BRIEF
Find the line containing "Target: wooden beam" in the material below; copy that line and all following lines exactly.

EXERCISE MATERIALS
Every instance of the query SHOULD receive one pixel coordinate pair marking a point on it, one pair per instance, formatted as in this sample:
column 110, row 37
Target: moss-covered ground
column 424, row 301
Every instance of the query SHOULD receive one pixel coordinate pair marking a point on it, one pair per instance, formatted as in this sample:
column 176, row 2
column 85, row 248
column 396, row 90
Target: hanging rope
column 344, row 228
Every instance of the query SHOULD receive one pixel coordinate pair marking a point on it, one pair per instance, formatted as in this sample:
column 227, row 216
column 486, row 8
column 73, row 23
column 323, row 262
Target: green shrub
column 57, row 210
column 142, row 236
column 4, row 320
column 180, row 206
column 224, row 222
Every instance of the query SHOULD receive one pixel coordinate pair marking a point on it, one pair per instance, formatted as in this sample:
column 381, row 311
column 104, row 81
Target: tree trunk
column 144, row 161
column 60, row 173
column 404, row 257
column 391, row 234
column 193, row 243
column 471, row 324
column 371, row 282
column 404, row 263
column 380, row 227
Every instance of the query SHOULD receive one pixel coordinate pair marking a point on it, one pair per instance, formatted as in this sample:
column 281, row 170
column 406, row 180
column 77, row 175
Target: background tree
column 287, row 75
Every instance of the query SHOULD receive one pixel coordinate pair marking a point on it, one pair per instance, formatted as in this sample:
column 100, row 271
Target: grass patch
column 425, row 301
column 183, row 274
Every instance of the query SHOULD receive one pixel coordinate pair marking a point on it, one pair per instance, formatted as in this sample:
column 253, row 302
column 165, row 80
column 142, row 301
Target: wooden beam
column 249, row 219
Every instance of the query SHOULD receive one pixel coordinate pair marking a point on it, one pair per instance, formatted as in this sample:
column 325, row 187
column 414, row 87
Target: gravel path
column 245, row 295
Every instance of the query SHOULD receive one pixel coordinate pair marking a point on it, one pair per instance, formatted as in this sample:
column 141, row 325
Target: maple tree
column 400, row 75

RESULT OF THIS TASK
Target: wooden beam
column 249, row 219
Every instance of the query SHOULD receive one pixel coordinate pair marking a point on it, one pair per instance, formatted as in this sample:
column 325, row 187
column 414, row 87
Target: gravel path
column 245, row 295
Every instance of the query SHOULD receive one pixel coordinate pair marking a point on it, one pair per instance, formatted as in this sample:
column 141, row 325
Target: maple tree
column 400, row 75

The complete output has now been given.